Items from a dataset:
══════════
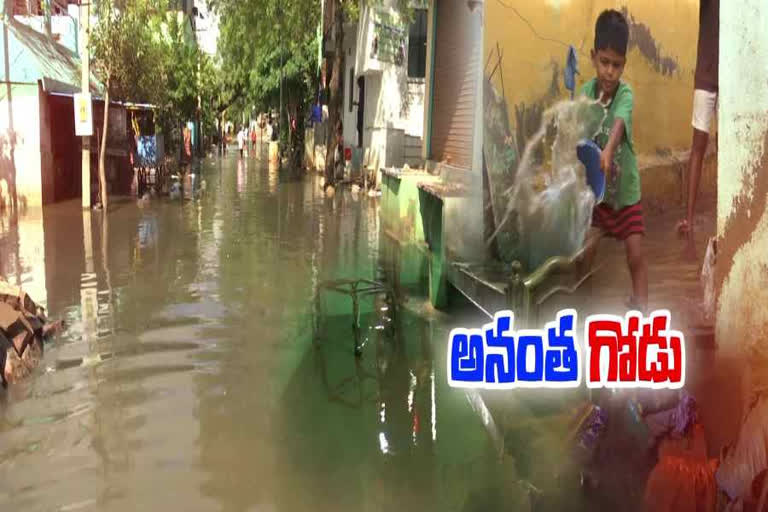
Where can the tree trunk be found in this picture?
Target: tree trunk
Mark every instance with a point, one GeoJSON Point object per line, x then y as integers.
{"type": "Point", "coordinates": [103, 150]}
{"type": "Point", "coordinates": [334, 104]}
══════════
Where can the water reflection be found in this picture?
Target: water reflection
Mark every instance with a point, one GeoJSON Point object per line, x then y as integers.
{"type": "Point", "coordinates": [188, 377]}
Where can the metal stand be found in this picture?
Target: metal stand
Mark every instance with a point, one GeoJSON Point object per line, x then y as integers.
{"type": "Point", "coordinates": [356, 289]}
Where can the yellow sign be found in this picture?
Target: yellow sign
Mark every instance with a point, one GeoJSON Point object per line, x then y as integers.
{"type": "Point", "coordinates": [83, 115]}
══════════
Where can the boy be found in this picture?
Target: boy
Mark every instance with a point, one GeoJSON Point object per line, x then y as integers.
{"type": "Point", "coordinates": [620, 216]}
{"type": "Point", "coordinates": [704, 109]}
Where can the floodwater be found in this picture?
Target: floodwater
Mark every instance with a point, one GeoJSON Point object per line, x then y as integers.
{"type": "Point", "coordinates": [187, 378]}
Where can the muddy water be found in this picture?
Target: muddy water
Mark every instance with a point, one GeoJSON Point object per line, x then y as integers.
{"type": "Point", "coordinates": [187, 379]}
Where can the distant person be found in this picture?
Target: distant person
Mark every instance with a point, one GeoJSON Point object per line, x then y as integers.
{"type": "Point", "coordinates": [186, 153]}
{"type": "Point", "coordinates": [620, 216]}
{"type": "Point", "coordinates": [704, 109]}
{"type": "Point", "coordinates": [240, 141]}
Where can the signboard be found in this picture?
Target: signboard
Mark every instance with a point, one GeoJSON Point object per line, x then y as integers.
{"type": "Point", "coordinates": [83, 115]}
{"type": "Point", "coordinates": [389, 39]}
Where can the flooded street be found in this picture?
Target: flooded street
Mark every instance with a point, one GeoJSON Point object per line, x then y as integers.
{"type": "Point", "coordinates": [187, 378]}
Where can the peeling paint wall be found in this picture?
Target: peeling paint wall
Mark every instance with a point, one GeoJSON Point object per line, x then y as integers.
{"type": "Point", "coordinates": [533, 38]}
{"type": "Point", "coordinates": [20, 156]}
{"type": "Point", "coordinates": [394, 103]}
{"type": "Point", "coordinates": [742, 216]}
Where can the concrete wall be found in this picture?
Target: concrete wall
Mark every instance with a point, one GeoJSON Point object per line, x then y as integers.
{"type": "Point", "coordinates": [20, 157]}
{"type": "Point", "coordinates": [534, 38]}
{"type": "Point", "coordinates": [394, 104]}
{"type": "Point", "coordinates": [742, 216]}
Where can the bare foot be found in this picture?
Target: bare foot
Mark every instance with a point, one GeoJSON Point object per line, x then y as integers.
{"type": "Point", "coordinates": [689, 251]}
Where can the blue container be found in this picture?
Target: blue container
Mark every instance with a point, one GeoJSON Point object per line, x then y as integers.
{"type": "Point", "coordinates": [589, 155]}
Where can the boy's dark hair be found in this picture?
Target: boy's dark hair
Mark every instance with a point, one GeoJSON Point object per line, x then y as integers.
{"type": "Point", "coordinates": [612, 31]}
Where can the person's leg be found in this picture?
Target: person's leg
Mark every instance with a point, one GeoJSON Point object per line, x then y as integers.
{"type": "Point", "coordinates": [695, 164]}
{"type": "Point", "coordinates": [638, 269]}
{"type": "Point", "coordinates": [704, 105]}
══════════
What is required ->
Work out how many lines of the records contain the word "floodwater". Give that number and nothing more.

Task output ->
2